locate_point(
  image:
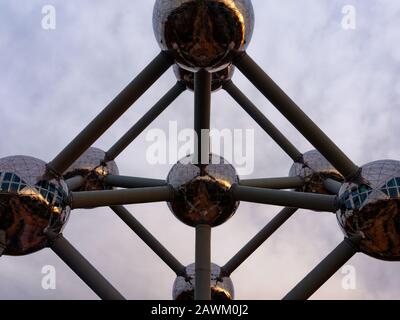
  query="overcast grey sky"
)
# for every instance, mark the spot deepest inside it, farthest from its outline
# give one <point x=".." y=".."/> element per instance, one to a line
<point x="52" y="83"/>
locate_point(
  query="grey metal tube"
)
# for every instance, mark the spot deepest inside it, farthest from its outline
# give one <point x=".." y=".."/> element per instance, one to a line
<point x="132" y="182"/>
<point x="302" y="200"/>
<point x="145" y="121"/>
<point x="257" y="241"/>
<point x="332" y="186"/>
<point x="203" y="263"/>
<point x="324" y="271"/>
<point x="263" y="122"/>
<point x="274" y="183"/>
<point x="202" y="113"/>
<point x="150" y="240"/>
<point x="110" y="114"/>
<point x="84" y="269"/>
<point x="74" y="182"/>
<point x="92" y="199"/>
<point x="297" y="117"/>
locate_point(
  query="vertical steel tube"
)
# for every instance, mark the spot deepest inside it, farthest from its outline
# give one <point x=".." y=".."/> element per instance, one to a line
<point x="203" y="263"/>
<point x="263" y="122"/>
<point x="202" y="113"/>
<point x="257" y="241"/>
<point x="84" y="269"/>
<point x="75" y="183"/>
<point x="332" y="186"/>
<point x="324" y="271"/>
<point x="110" y="114"/>
<point x="297" y="117"/>
<point x="145" y="121"/>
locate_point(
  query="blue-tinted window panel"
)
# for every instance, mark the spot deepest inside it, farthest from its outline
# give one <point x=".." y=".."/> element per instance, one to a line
<point x="5" y="186"/>
<point x="392" y="183"/>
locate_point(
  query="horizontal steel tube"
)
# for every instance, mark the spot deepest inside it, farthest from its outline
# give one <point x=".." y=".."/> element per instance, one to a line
<point x="274" y="183"/>
<point x="257" y="241"/>
<point x="150" y="240"/>
<point x="132" y="182"/>
<point x="110" y="114"/>
<point x="145" y="121"/>
<point x="297" y="117"/>
<point x="323" y="271"/>
<point x="84" y="269"/>
<point x="92" y="199"/>
<point x="263" y="122"/>
<point x="292" y="199"/>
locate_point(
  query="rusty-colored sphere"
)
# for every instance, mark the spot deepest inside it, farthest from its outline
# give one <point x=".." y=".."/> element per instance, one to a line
<point x="203" y="192"/>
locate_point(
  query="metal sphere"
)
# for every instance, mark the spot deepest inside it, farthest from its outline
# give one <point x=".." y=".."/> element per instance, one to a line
<point x="372" y="210"/>
<point x="221" y="287"/>
<point x="30" y="205"/>
<point x="218" y="77"/>
<point x="203" y="34"/>
<point x="314" y="171"/>
<point x="203" y="192"/>
<point x="93" y="167"/>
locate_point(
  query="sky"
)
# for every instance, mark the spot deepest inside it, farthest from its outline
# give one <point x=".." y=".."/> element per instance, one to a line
<point x="53" y="82"/>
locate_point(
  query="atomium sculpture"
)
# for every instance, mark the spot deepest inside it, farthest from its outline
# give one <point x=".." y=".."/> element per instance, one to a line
<point x="203" y="40"/>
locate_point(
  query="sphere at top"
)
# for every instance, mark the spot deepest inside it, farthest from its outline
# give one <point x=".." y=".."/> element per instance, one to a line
<point x="203" y="192"/>
<point x="93" y="167"/>
<point x="315" y="170"/>
<point x="218" y="78"/>
<point x="30" y="205"/>
<point x="221" y="287"/>
<point x="372" y="210"/>
<point x="203" y="34"/>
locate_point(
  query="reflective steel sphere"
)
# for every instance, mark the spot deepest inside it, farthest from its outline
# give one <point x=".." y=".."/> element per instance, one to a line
<point x="372" y="209"/>
<point x="93" y="168"/>
<point x="314" y="171"/>
<point x="218" y="77"/>
<point x="221" y="287"/>
<point x="30" y="205"/>
<point x="203" y="34"/>
<point x="203" y="192"/>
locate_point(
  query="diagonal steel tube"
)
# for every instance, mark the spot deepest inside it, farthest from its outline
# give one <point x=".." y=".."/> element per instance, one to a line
<point x="150" y="240"/>
<point x="263" y="122"/>
<point x="84" y="269"/>
<point x="110" y="114"/>
<point x="297" y="117"/>
<point x="145" y="121"/>
<point x="132" y="182"/>
<point x="92" y="199"/>
<point x="324" y="271"/>
<point x="203" y="263"/>
<point x="257" y="241"/>
<point x="332" y="186"/>
<point x="202" y="113"/>
<point x="293" y="199"/>
<point x="274" y="183"/>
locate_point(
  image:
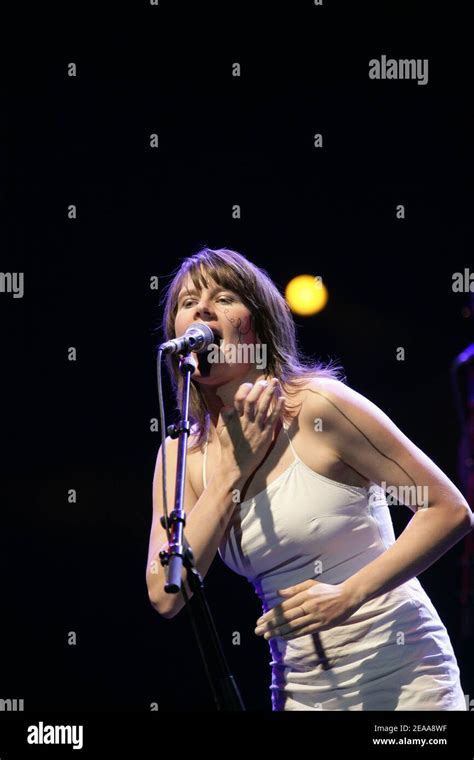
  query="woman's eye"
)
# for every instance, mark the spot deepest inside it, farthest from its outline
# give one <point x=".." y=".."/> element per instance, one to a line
<point x="188" y="301"/>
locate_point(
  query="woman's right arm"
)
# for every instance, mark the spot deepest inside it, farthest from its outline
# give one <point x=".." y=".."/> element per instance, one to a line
<point x="245" y="432"/>
<point x="206" y="521"/>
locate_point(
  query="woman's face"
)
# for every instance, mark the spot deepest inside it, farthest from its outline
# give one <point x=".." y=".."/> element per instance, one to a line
<point x="225" y="313"/>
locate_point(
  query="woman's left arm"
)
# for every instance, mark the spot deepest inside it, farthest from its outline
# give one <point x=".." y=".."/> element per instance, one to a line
<point x="367" y="440"/>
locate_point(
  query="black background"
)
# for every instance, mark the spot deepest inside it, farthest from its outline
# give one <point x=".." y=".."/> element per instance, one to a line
<point x="331" y="212"/>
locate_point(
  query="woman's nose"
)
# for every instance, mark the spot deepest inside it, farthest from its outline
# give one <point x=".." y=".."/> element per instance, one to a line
<point x="202" y="308"/>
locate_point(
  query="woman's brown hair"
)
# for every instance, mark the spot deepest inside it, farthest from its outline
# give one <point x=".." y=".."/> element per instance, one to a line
<point x="272" y="320"/>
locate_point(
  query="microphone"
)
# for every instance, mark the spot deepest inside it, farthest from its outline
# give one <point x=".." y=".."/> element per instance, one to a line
<point x="197" y="338"/>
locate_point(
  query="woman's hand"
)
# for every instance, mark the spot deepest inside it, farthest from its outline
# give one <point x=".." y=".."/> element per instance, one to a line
<point x="310" y="606"/>
<point x="245" y="430"/>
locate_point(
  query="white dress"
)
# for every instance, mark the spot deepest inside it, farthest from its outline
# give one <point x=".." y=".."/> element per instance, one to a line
<point x="393" y="653"/>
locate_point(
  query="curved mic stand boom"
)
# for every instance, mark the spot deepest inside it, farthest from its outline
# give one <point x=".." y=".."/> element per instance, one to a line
<point x="224" y="689"/>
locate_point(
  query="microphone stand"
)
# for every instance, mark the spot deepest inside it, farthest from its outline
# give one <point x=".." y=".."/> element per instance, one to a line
<point x="224" y="689"/>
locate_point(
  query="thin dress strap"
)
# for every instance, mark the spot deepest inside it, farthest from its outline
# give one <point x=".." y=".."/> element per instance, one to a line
<point x="204" y="459"/>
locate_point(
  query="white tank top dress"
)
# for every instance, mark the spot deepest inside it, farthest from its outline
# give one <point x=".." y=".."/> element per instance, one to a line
<point x="393" y="653"/>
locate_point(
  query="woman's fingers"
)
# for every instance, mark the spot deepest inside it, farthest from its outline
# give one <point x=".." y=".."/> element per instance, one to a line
<point x="240" y="396"/>
<point x="252" y="398"/>
<point x="270" y="396"/>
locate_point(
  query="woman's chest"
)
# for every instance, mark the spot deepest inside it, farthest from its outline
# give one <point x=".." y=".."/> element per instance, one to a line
<point x="315" y="454"/>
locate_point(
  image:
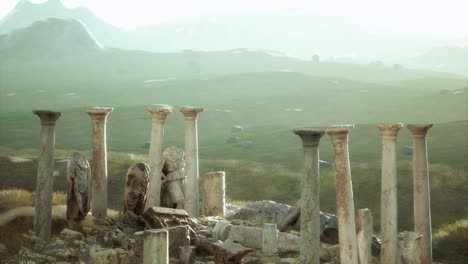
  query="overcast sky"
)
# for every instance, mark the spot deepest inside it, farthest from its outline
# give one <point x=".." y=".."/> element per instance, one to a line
<point x="439" y="17"/>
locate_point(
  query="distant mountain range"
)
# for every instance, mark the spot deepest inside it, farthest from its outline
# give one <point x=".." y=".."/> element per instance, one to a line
<point x="292" y="32"/>
<point x="51" y="38"/>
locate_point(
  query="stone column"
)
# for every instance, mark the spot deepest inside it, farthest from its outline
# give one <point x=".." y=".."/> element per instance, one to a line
<point x="310" y="198"/>
<point x="344" y="194"/>
<point x="156" y="246"/>
<point x="364" y="235"/>
<point x="99" y="160"/>
<point x="269" y="239"/>
<point x="214" y="194"/>
<point x="158" y="114"/>
<point x="421" y="192"/>
<point x="191" y="192"/>
<point x="45" y="178"/>
<point x="388" y="208"/>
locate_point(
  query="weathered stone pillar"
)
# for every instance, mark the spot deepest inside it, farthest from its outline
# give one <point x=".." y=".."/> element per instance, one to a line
<point x="310" y="198"/>
<point x="158" y="114"/>
<point x="269" y="239"/>
<point x="214" y="194"/>
<point x="45" y="179"/>
<point x="156" y="246"/>
<point x="344" y="194"/>
<point x="388" y="208"/>
<point x="364" y="235"/>
<point x="421" y="192"/>
<point x="99" y="160"/>
<point x="191" y="192"/>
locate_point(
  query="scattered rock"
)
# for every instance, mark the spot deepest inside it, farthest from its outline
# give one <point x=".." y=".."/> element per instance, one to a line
<point x="69" y="234"/>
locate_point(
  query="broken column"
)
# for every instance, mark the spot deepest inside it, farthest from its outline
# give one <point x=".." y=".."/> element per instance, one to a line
<point x="344" y="194"/>
<point x="269" y="239"/>
<point x="45" y="179"/>
<point x="364" y="235"/>
<point x="214" y="194"/>
<point x="99" y="160"/>
<point x="191" y="191"/>
<point x="388" y="208"/>
<point x="421" y="191"/>
<point x="310" y="203"/>
<point x="158" y="114"/>
<point x="156" y="247"/>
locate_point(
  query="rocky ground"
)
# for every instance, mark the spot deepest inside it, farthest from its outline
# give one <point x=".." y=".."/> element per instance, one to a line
<point x="234" y="239"/>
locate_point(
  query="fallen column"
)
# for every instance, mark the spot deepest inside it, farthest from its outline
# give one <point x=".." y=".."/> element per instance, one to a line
<point x="310" y="199"/>
<point x="344" y="194"/>
<point x="45" y="178"/>
<point x="191" y="193"/>
<point x="99" y="161"/>
<point x="214" y="194"/>
<point x="388" y="208"/>
<point x="155" y="247"/>
<point x="158" y="114"/>
<point x="421" y="192"/>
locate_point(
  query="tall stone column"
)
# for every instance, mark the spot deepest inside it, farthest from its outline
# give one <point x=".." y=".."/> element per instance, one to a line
<point x="99" y="160"/>
<point x="191" y="202"/>
<point x="45" y="179"/>
<point x="421" y="192"/>
<point x="158" y="114"/>
<point x="269" y="239"/>
<point x="344" y="194"/>
<point x="310" y="198"/>
<point x="388" y="208"/>
<point x="156" y="247"/>
<point x="214" y="194"/>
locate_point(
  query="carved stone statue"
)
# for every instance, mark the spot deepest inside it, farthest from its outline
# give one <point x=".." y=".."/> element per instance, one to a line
<point x="79" y="188"/>
<point x="136" y="183"/>
<point x="174" y="178"/>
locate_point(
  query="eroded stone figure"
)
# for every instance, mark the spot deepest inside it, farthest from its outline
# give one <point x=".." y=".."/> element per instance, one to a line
<point x="174" y="178"/>
<point x="136" y="184"/>
<point x="79" y="188"/>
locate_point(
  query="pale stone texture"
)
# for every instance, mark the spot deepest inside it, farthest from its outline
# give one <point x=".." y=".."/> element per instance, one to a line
<point x="421" y="192"/>
<point x="364" y="235"/>
<point x="310" y="199"/>
<point x="158" y="114"/>
<point x="409" y="248"/>
<point x="99" y="161"/>
<point x="388" y="211"/>
<point x="155" y="247"/>
<point x="79" y="187"/>
<point x="214" y="194"/>
<point x="174" y="178"/>
<point x="344" y="194"/>
<point x="269" y="239"/>
<point x="45" y="179"/>
<point x="136" y="182"/>
<point x="191" y="192"/>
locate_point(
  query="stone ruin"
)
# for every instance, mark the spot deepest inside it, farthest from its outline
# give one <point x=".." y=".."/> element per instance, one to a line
<point x="176" y="235"/>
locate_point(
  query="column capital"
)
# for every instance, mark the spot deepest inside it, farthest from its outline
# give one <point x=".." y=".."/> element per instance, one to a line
<point x="419" y="130"/>
<point x="310" y="136"/>
<point x="159" y="111"/>
<point x="191" y="112"/>
<point x="98" y="112"/>
<point x="47" y="117"/>
<point x="339" y="131"/>
<point x="389" y="129"/>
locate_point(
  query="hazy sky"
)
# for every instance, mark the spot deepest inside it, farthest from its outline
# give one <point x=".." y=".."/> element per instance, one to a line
<point x="441" y="17"/>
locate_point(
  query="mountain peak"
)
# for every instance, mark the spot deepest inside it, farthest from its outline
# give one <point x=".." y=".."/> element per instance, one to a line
<point x="51" y="38"/>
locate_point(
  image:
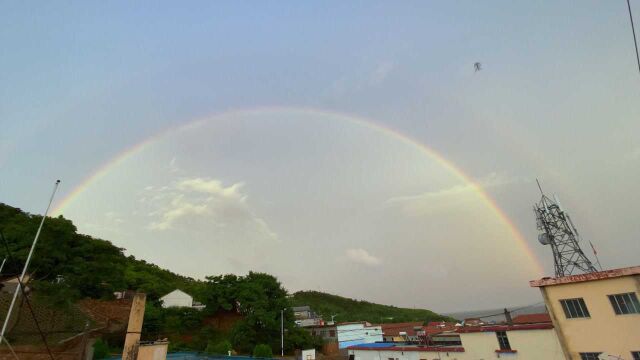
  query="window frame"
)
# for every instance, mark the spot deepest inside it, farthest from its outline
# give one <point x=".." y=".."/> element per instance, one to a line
<point x="628" y="300"/>
<point x="575" y="308"/>
<point x="503" y="340"/>
<point x="590" y="355"/>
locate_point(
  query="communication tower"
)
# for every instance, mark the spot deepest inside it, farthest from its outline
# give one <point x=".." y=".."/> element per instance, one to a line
<point x="558" y="231"/>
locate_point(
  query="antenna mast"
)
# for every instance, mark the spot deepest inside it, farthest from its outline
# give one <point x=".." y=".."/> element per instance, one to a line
<point x="557" y="230"/>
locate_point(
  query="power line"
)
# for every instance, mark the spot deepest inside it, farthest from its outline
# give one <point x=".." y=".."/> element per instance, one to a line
<point x="633" y="30"/>
<point x="27" y="301"/>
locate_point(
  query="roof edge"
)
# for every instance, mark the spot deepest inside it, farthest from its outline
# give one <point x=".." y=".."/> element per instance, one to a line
<point x="599" y="275"/>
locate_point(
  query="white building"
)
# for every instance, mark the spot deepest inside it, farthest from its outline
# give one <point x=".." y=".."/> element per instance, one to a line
<point x="350" y="333"/>
<point x="179" y="298"/>
<point x="521" y="342"/>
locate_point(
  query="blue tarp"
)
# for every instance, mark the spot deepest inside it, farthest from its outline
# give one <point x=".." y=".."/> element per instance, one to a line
<point x="188" y="355"/>
<point x="375" y="345"/>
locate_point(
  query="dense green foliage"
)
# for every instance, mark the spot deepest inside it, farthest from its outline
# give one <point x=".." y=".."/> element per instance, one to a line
<point x="68" y="266"/>
<point x="89" y="267"/>
<point x="347" y="309"/>
<point x="221" y="348"/>
<point x="263" y="351"/>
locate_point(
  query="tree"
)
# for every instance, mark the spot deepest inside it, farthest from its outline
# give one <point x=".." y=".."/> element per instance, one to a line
<point x="263" y="351"/>
<point x="221" y="348"/>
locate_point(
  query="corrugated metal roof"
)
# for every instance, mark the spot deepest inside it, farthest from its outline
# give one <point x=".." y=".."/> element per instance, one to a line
<point x="599" y="275"/>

━━━━━━━━

_Challenge_
Gather every line of the entries that contains the string "woman", treating uppercase and lowercase as different.

_Response to this task_
  query="woman's eye"
  query="woman's right arm"
  query="woman's face"
  query="woman's left arm"
  query="woman's nose"
  query="woman's brown hair"
  query="woman's hand"
  query="woman's fingers"
  query="woman's chest"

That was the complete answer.